Shape labeling listing:

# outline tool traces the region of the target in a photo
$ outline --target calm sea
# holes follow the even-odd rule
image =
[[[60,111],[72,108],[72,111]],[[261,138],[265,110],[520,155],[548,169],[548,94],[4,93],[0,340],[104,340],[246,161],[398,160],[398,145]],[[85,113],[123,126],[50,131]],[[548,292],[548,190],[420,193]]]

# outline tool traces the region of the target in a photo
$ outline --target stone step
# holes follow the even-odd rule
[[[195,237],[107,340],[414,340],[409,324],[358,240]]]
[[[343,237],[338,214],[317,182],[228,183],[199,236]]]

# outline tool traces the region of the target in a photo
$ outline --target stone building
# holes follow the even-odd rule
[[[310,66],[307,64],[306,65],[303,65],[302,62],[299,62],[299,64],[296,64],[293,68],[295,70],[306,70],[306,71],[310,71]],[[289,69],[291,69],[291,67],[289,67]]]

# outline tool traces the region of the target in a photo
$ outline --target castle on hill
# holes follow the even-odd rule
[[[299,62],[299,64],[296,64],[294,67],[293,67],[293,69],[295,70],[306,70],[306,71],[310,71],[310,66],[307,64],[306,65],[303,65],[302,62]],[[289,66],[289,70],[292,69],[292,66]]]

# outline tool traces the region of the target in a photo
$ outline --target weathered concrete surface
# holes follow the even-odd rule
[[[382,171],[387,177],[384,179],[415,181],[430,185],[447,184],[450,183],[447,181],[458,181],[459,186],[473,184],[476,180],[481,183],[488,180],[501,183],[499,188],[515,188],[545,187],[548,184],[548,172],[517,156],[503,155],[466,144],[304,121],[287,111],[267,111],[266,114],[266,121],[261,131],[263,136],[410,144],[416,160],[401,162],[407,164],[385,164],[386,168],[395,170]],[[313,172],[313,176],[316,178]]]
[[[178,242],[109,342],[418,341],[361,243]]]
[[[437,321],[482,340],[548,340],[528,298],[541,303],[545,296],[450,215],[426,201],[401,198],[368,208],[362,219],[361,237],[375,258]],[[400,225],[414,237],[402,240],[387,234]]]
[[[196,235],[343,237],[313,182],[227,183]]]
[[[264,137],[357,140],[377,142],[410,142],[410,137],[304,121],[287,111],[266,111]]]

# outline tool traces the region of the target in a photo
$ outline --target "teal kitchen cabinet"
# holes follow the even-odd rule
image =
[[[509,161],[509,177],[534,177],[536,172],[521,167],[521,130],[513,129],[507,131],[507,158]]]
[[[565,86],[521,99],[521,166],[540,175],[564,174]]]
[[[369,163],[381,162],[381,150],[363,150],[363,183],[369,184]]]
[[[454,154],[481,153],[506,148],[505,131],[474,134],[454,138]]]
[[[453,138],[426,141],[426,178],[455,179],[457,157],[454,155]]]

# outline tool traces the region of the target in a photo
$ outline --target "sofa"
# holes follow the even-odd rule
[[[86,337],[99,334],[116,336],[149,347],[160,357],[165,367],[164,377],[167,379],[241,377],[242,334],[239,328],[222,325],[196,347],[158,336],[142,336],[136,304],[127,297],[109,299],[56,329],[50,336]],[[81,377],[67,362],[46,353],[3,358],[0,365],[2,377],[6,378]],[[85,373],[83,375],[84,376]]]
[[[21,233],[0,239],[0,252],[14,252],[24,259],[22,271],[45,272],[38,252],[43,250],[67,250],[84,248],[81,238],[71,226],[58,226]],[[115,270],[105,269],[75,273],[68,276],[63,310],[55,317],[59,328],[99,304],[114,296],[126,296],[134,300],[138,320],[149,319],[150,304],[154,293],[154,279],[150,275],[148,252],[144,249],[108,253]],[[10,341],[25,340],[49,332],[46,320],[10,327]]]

Set problem:
Copy every line of the listing above, keeping each character exactly the same.

Reply to the task:
# outline tool traces the region of the target in a photo
$ outline --target calm sea
# holes follow the even-odd rule
image =
[[[60,111],[72,108],[72,111]],[[261,138],[265,110],[520,155],[548,169],[548,94],[4,93],[0,340],[104,340],[246,161],[398,160],[398,145]],[[85,113],[123,126],[50,131]],[[548,292],[548,190],[420,193]]]

# outline tool traces the region of the target in a photo
$ outline --target stone step
# holes follow the even-odd rule
[[[195,237],[107,340],[414,340],[409,324],[358,240]]]
[[[343,237],[338,214],[317,182],[228,183],[199,236]]]

# outline tool traces the region of the target in a photo
$ outline --target stone building
# holes follow the even-odd rule
[[[310,66],[307,64],[306,65],[303,65],[302,62],[299,62],[299,64],[296,64],[293,68],[295,70],[306,70],[306,71],[310,71]],[[289,69],[291,69],[291,67],[289,67]]]

# outline tool traces the region of the target in a photo
$ outline --target castle on hill
# holes follow the even-odd rule
[[[299,62],[299,64],[296,64],[294,67],[293,67],[293,69],[295,70],[306,70],[306,71],[310,71],[310,66],[307,64],[306,65],[303,65],[302,62]],[[289,66],[289,70],[292,69],[292,66]]]

# outline tool traces the region of the target in a photo
$ outline --target weathered concrete surface
# holes follow the even-odd rule
[[[382,171],[387,177],[384,179],[415,181],[430,185],[447,184],[450,183],[447,181],[458,181],[459,186],[473,184],[476,180],[481,183],[488,180],[501,183],[499,188],[515,188],[545,187],[548,184],[548,172],[517,156],[503,155],[466,144],[304,121],[287,111],[267,111],[266,114],[266,121],[261,131],[263,136],[410,144],[416,160],[401,162],[407,164],[385,164],[386,168],[395,170]],[[313,172],[313,176],[316,178]]]
[[[178,242],[109,342],[418,341],[361,243]]]
[[[437,321],[482,340],[548,340],[528,298],[541,303],[545,296],[450,215],[426,201],[401,198],[368,208],[362,219],[361,237],[375,258]],[[400,225],[414,237],[402,240],[387,234]]]
[[[196,235],[343,237],[313,182],[227,183]]]
[[[264,137],[357,140],[377,142],[410,142],[410,137],[304,121],[287,111],[266,111]]]

# outline tool traces the region of the target in a photo
$ outline --target "teal kitchen cabinet"
# holes follow the even-odd rule
image =
[[[509,161],[509,177],[534,177],[536,172],[521,167],[521,130],[513,129],[507,131],[507,158]]]
[[[565,86],[521,99],[521,166],[540,175],[564,174]]]
[[[369,163],[381,162],[381,150],[363,150],[363,183],[369,184]]]
[[[454,154],[481,153],[506,148],[505,131],[474,134],[454,138]]]
[[[453,138],[426,141],[426,178],[455,179],[457,157],[454,155]]]

# outline tool traces the region of the target in a photo
$ outline --target "sofa"
# holes follow the even-odd rule
[[[86,337],[99,334],[116,336],[149,347],[160,357],[165,367],[164,377],[167,379],[241,377],[242,334],[239,328],[222,325],[196,347],[158,336],[142,336],[136,304],[127,297],[109,299],[56,329],[50,336]],[[81,377],[67,362],[46,353],[3,358],[0,365],[2,377],[6,378]],[[85,373],[83,375],[84,376]]]
[[[21,233],[0,239],[0,252],[14,252],[24,259],[22,271],[45,272],[38,252],[43,250],[67,250],[84,248],[81,238],[71,226],[58,226]],[[115,270],[105,269],[75,273],[68,276],[63,310],[55,317],[59,328],[99,304],[114,296],[126,296],[134,300],[138,320],[149,319],[150,304],[154,293],[154,279],[150,275],[148,252],[144,249],[108,253]],[[10,341],[25,340],[49,332],[46,320],[10,327]]]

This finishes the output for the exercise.